# start of Provided text

With conversations surrounding body positivity are reaching all-time highs this year, it should be pretty easy for us to detect examples of fat shaming in our daily lives by now. As a result, most of us are hopefully doing our best to avoid intentionally or accidentally body shaming the people in our lives. But what should you do if you see fat shaming happening to a friend — or anyone else — in public or in private? And what should you do when you hear humans using body negative language or talking smack about fat people? Confrontation is hard, after all, especially confrontation about deeply engrained social issues.
There's a part of me that understands why more people don't step in when they see or hear fat shaming going down, but there's an even bigger part of me that wishes that everyone who heard fat shaming would take a stand to step up against it. As a fat person, body shaming language is something I have to deal with on a pretty constant basis. It's not the job of one single person to stand up to fat shamers, though. If size acceptance is ever going to be a reality, I feel it's important for everyone to take efforts at dismantling fat hatred and bias.
Whenever you see harassment, shaming, or verbal abuse happening to other people, it can be hard to decide if it's the right time and place to say something. Hell, it can be hard to know what you can even say to possibly help the situation. Through my organization, Safer Spaces Winnipeg, I train people on how to deescalate and be effective bystanders to all kinds of harassment. From regular concerned citizens to the staff at places like music venues, festivals, and bars, there are a few things that are universal when it comes to intervening when we see harassment happening.

# end of Provided text
# start of Stored rows

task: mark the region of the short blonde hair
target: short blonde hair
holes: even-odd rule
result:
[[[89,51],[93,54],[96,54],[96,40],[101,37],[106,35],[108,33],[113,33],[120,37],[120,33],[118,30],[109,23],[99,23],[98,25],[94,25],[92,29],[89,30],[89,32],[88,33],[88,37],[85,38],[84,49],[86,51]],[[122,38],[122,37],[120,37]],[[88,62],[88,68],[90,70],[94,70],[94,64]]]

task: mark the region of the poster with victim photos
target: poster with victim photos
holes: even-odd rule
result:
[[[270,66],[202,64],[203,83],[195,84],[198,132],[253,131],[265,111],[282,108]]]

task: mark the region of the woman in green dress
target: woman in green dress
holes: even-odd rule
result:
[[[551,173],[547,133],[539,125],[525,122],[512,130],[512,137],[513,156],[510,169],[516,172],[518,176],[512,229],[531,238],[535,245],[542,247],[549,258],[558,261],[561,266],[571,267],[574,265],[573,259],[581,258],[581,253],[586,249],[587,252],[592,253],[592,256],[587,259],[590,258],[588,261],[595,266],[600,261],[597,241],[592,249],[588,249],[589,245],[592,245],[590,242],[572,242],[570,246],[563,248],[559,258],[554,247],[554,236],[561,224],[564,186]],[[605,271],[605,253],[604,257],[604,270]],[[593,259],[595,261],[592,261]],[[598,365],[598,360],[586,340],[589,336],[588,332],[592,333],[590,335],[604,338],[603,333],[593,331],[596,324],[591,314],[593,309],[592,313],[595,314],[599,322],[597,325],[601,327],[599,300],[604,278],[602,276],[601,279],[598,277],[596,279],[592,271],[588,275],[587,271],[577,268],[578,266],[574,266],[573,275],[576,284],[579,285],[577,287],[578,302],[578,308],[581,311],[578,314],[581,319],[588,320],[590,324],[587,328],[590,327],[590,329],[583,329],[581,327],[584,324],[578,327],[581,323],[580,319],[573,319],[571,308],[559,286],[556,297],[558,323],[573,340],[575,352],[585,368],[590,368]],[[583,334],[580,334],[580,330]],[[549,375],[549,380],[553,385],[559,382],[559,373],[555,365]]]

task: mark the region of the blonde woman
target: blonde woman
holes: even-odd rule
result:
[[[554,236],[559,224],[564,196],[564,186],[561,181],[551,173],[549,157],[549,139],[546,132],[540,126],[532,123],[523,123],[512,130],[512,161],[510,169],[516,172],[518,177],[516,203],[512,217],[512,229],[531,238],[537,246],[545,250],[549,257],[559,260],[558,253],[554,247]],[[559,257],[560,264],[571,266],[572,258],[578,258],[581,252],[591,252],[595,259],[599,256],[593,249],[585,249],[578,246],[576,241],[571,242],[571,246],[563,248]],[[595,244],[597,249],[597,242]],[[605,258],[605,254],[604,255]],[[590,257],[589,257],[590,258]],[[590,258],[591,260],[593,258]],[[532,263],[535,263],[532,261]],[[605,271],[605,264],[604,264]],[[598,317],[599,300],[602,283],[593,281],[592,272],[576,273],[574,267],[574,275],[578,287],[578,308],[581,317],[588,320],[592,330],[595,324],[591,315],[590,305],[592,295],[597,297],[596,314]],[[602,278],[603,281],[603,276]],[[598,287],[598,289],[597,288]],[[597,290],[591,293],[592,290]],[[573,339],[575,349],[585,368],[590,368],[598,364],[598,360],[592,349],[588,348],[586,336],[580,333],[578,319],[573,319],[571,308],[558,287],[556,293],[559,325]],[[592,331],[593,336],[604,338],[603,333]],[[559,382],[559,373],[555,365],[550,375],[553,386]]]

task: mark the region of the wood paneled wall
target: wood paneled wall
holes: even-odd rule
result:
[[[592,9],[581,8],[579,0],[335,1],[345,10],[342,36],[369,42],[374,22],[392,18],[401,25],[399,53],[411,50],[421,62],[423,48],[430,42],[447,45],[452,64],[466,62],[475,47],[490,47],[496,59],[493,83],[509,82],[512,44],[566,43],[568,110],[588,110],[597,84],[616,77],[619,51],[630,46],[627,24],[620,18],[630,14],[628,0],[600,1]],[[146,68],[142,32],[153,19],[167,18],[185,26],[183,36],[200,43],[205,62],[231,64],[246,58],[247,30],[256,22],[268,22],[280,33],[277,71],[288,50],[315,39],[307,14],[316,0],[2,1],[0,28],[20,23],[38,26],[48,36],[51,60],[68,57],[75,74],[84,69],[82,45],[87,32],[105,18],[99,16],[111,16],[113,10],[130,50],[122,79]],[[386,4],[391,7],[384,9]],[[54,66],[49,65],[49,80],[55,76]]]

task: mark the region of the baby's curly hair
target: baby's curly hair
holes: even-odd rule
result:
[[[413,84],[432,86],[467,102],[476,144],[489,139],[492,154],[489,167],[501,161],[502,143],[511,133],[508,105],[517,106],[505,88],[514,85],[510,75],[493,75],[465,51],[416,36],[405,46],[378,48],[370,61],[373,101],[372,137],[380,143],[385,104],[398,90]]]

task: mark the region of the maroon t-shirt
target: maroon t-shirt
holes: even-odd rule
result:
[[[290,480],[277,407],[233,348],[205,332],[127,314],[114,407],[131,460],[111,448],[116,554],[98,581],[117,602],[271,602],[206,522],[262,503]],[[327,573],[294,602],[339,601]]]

# end of Stored rows

= Written instruction A =
Swap "fat shaming" for "weight shaming" in the fat shaming text and write out the part starting with "With conversations surrounding" and going on through "engrained social issues.".
= Written instruction B =
Pick up the text on fat shaming and bystander intervention after its last sentence and keep writing it.
This data has nothing to do with the text about fat shaming.

= Written reply A =
With conversations surrounding body positivity are reaching all-time highs this year, it should be pretty easy for us to detect examples of weight shaming in our daily lives by now. As a result, most of us are hopefully doing our best to avoid intentionally or accidentally body shaming the people in our lives. But what should you do if you see weight shaming happening to a friend — or anyone else — in public or in private? And what should you do when you hear humans using body negative language or talking smack about fat people? Confrontation is hard, after all, especially confrontation about deeply engrained social issues.

= Written reply B =
Here are some simple do's and don'ts when it comes to tackling how to handle hearing or seeing fat shaming.
1. Do: Offer Support In Ways Other Than A Verbal Intervention
Sometimes locking eyes and giving a knowing nod can speak louder than words, and is less likely to cause an unwanted or aggressive reaction from a harasser. Knowing that someone sees you and notices what's happening can feel validating when you're in a difficult, potentially emotional situation.
Try to let the person being shamed know that they can ask you for help, allowing them to take the lead. You can also ask a benign question to get things moving, like what time it is or whether they know where a certain coffee shop is.
2. Don't: Blame The Person For What's Happening To Them
Saying things like, "Well that outfit isn't really doing you any favors," or, "They kind of have a point. When was the last time you went to the gym?" are forms of blaming the person for other people's garbage attitudes. They're not "strategies" for avoiding feeling attacked, nor are they "the reality check" your friend needs. It's not the person's fault that people are shaming them, so try to remember that one person's body and lifestyle is no one else's business.
3. Do: Reach Out To The Shamer Privately, If You Can
Sometimes a group or public callout can be helpful and important for inciting change, but most people are more receptive to feedback privately. Taking the time to reach out to the person who has been dishing out harmful attitudes in a non-aggressive way should prevent them from getting as defensive. This also gives you the opportunity to educate them on why what they were saying was harmful, which is more likely to prevent it from happening again.
4. Don't: Make Someone An Exception
If you're going to speak out about fat shaming, it shouldn't just be for the people who "can't help it" because they have some sort of metabolic disorder or anything else that someone might consider an "acceptable" reason to be fat. By saying only some people deserve humanity or some people are more deserving of shaming, you're only perpetuating the larger problem that is body shaming.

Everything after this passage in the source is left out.